[Saved items]

--------------------

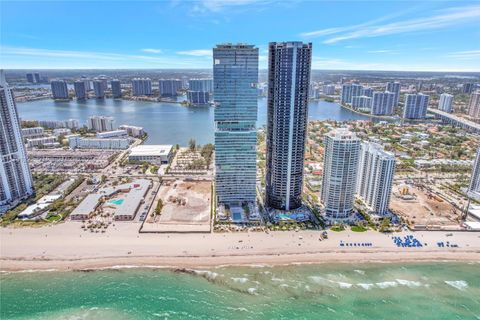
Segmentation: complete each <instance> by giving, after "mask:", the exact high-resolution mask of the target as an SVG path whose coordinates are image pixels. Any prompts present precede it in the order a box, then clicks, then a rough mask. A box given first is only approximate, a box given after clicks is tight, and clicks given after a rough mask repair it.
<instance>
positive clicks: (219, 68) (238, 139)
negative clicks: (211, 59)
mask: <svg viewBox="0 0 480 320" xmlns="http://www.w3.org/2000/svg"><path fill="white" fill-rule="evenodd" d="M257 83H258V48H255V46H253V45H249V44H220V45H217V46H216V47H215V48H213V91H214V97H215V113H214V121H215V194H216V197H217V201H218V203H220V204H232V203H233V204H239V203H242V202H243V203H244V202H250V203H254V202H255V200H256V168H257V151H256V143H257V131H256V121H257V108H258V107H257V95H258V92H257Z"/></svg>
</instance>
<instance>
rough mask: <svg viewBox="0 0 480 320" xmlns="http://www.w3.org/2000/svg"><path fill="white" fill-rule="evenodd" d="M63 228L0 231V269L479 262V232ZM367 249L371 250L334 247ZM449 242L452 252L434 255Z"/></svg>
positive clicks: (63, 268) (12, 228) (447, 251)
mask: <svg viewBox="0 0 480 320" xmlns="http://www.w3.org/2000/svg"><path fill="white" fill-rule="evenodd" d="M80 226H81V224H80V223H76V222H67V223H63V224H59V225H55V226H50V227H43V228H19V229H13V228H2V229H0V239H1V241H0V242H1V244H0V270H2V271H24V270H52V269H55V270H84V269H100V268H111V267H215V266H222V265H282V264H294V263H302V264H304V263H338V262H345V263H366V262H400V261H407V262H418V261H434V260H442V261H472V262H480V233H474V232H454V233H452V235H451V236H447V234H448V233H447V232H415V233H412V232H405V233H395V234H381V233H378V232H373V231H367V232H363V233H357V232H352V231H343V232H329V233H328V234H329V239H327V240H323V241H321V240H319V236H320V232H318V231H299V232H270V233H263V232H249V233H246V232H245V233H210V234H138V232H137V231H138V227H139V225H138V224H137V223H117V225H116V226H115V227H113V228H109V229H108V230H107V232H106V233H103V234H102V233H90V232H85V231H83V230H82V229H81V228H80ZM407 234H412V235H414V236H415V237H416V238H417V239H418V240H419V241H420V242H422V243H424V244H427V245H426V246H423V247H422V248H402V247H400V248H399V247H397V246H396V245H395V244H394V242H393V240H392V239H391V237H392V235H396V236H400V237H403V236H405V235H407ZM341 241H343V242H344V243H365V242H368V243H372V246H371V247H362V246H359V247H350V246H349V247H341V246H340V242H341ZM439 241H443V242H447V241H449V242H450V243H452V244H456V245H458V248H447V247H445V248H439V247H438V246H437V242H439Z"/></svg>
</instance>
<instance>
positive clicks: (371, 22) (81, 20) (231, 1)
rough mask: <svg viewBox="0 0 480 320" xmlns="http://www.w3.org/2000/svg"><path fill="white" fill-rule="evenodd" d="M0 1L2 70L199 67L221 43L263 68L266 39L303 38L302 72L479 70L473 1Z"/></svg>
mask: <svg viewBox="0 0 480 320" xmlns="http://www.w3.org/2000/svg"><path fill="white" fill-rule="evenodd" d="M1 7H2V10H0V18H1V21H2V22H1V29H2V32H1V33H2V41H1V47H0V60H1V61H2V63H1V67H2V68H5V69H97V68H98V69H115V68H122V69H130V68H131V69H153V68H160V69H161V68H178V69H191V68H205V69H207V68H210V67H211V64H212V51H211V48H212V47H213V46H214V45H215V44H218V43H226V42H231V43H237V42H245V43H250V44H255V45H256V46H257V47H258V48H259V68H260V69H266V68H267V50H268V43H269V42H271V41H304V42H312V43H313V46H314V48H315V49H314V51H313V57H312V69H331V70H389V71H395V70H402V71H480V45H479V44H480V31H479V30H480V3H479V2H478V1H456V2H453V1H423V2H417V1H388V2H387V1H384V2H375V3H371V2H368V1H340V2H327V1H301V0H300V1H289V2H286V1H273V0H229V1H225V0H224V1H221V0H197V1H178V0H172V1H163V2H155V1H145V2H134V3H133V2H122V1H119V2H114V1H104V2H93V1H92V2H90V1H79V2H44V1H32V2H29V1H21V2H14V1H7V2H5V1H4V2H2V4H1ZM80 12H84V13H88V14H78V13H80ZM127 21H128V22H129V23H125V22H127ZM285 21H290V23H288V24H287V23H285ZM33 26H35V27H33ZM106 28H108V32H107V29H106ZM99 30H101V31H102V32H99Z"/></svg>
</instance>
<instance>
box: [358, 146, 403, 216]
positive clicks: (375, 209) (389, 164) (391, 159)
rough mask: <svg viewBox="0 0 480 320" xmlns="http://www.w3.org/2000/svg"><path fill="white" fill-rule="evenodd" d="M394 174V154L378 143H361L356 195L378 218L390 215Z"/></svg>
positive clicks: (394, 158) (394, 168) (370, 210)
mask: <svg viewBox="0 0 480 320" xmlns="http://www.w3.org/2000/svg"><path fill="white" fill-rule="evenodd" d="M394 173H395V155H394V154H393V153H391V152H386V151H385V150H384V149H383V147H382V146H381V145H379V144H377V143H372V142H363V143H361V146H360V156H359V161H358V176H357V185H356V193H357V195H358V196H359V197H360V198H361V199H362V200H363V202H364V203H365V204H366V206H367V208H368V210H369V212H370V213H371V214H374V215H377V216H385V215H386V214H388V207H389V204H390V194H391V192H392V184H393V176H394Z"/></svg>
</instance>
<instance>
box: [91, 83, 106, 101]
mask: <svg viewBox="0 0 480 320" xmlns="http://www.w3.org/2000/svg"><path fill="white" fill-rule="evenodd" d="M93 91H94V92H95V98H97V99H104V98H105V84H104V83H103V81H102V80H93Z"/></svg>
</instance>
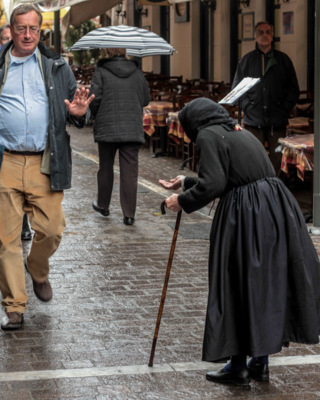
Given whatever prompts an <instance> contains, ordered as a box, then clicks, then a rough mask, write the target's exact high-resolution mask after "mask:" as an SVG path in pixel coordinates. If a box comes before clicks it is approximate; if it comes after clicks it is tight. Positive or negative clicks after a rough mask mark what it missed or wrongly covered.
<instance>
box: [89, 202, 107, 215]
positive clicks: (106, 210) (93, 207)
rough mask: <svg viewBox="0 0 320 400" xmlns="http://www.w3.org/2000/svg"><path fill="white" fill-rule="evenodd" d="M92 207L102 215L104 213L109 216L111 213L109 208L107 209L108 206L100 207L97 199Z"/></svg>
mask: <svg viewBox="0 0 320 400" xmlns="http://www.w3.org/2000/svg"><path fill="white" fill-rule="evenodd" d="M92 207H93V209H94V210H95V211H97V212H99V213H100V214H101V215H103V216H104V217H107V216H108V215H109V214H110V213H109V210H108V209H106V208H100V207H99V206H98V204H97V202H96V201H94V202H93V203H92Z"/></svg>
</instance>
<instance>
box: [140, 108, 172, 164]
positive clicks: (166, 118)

--------------------

=== About this exercise ===
Copy every line of the items above word for word, leaving out the pictures.

=== Final answer ===
Segmentation: complete each <instance> by giving, after "mask:", the exact high-resolution mask of the target as an SVG path whose coordinates are image pixels. Any prompts present precede it in the order a box, then clicks, then a rough mask. A box given first is only approximate, a box given after clicks is tight, and clicks given after a rough mask repair it.
<instance>
positive clicks: (219, 68) (238, 139)
negative clicks: (211, 59)
mask: <svg viewBox="0 0 480 320" xmlns="http://www.w3.org/2000/svg"><path fill="white" fill-rule="evenodd" d="M257 83H258V48H255V46H253V45H249V44H220V45H217V46H216V47H215V48H213V91H214V97H215V113H214V121H215V194H216V197H217V201H218V203H220V204H232V203H233V204H239V203H242V202H243V203H244V202H250V203H254V202H255V200H256V168H257V151H256V143H257V131H256V121H257V108H258V107H257V95H258V92H257Z"/></svg>
</instance>
<instance>
rough mask: <svg viewBox="0 0 480 320" xmlns="http://www.w3.org/2000/svg"><path fill="white" fill-rule="evenodd" d="M63 228L0 231V269L479 262V232ZM367 249L371 250L334 247ZM449 242L452 252L434 255Z"/></svg>
positive clicks: (63, 268) (12, 228) (447, 251)
mask: <svg viewBox="0 0 480 320" xmlns="http://www.w3.org/2000/svg"><path fill="white" fill-rule="evenodd" d="M80 226H81V224H80V223H76V222H67V223H63V224H59V225H55V226H50V227H43V228H19V229H13V228H2V229H0V239H1V241H0V242H1V244H0V270H2V271H24V270H52V269H55V270H84V269H100V268H111V267H215V266H222V265H282V264H294V263H302V264H304V263H338V262H345V263H366V262H400V261H407V262H418V261H434V260H442V261H472V262H480V233H474V232H454V233H452V235H451V236H447V234H448V233H447V232H415V233H412V232H405V233H395V234H381V233H378V232H373V231H367V232H363V233H357V232H352V231H343V232H329V233H328V234H329V239H327V240H323V241H321V240H319V236H320V232H318V231H299V232H270V233H263V232H249V233H246V232H245V233H210V234H138V232H137V231H138V227H139V225H138V224H137V223H117V225H116V226H115V227H113V228H109V229H108V230H107V232H106V233H103V234H102V233H90V232H85V231H83V230H82V229H81V228H80ZM407 234H412V235H414V236H415V237H416V238H417V239H418V240H419V241H420V242H422V243H424V244H427V245H426V246H423V247H422V248H402V247H400V248H399V247H397V246H396V245H395V244H394V242H393V240H392V239H391V237H392V235H396V236H400V237H403V236H405V235H407ZM341 241H343V242H344V243H365V242H368V243H372V246H371V247H362V246H359V247H350V246H349V247H341V246H340V242H341ZM439 241H443V242H447V241H449V242H450V243H452V244H456V245H458V248H447V247H445V248H439V247H438V246H437V242H439Z"/></svg>
</instance>
<instance>
positive clicks: (371, 22) (81, 20) (231, 1)
rough mask: <svg viewBox="0 0 480 320" xmlns="http://www.w3.org/2000/svg"><path fill="white" fill-rule="evenodd" d="M0 1L2 70L199 67L221 43L263 68L266 39L303 38L302 72L479 70L473 1Z"/></svg>
mask: <svg viewBox="0 0 480 320" xmlns="http://www.w3.org/2000/svg"><path fill="white" fill-rule="evenodd" d="M1 7H2V10H0V18H1V21H2V22H1V29H2V32H1V33H2V41H1V47H0V60H1V61H2V63H1V67H2V68H5V69H97V68H98V69H115V68H122V69H130V68H131V69H153V68H160V69H161V68H178V69H191V68H205V69H207V68H210V67H211V64H212V51H211V48H212V47H213V46H214V45H215V44H218V43H226V42H231V43H237V42H245V43H250V44H255V45H256V46H257V47H258V48H259V68H260V69H266V68H267V50H268V43H269V42H271V41H304V42H312V43H313V46H314V48H315V49H314V51H313V57H312V69H331V70H389V71H395V70H402V71H480V45H479V44H480V31H479V30H480V3H479V2H478V1H456V2H453V1H423V2H417V1H388V2H387V1H384V2H375V3H371V2H368V1H340V2H327V1H301V0H300V1H289V2H286V1H273V0H229V1H225V0H224V1H221V0H197V1H178V0H172V1H163V2H155V1H145V2H134V3H133V2H122V1H119V2H114V1H104V2H93V1H92V2H90V1H79V2H44V1H32V2H29V1H21V2H14V1H7V2H5V1H4V2H2V4H1ZM80 12H84V13H88V14H78V13H80ZM127 21H128V22H129V23H125V22H127ZM285 21H290V23H288V24H287V23H285ZM33 26H35V27H33ZM106 28H108V32H107V29H106ZM99 30H101V31H102V32H99Z"/></svg>
</instance>
<instance>
box: [358, 146, 403, 216]
positive clicks: (375, 209) (389, 164) (391, 159)
rough mask: <svg viewBox="0 0 480 320" xmlns="http://www.w3.org/2000/svg"><path fill="white" fill-rule="evenodd" d="M394 174V154L378 143H361L356 195L378 218L390 215Z"/></svg>
positive clicks: (394, 158) (394, 168) (370, 210)
mask: <svg viewBox="0 0 480 320" xmlns="http://www.w3.org/2000/svg"><path fill="white" fill-rule="evenodd" d="M394 173H395V155H394V154H393V153H391V152H386V151H385V150H384V149H383V147H382V146H381V145H379V144H377V143H372V142H363V143H361V146H360V156H359V161H358V176H357V185H356V193H357V195H358V196H359V197H360V198H361V199H362V200H363V202H364V203H365V204H366V206H367V208H368V210H369V212H370V213H371V214H374V215H377V216H385V215H386V214H388V207H389V204H390V194H391V192H392V184H393V176H394Z"/></svg>
</instance>
<instance>
box: [91, 83, 106, 101]
mask: <svg viewBox="0 0 480 320" xmlns="http://www.w3.org/2000/svg"><path fill="white" fill-rule="evenodd" d="M93 91H94V92H95V98H97V99H104V98H105V84H104V83H103V81H102V80H93Z"/></svg>
</instance>
Given whatever prompts an <instance> contains, ordered as a box, then clicks, then a rough mask, write the target's exact high-resolution mask after "mask:" as an SVG path in pixel coordinates. If a box comes before clicks it is approximate; if it comes after clicks it is tight. Positive or negative clicks after a rough mask mark what it missed or wrongly covered.
<instance>
box: [89, 202, 107, 215]
positive clicks: (106, 210) (93, 207)
rough mask: <svg viewBox="0 0 320 400" xmlns="http://www.w3.org/2000/svg"><path fill="white" fill-rule="evenodd" d="M92 207L102 215L104 213L109 216L111 213L109 208L107 209L108 206L100 207L97 199Z"/></svg>
mask: <svg viewBox="0 0 320 400" xmlns="http://www.w3.org/2000/svg"><path fill="white" fill-rule="evenodd" d="M92 207H93V209H94V210H95V211H97V212H99V213H100V214H101V215H103V216H104V217H107V216H108V215H109V214H110V213H109V210H108V209H106V208H100V207H99V206H98V204H97V202H96V201H94V202H93V203H92Z"/></svg>
</instance>
<instance>
box: [140, 108, 172, 164]
positive clicks: (166, 118)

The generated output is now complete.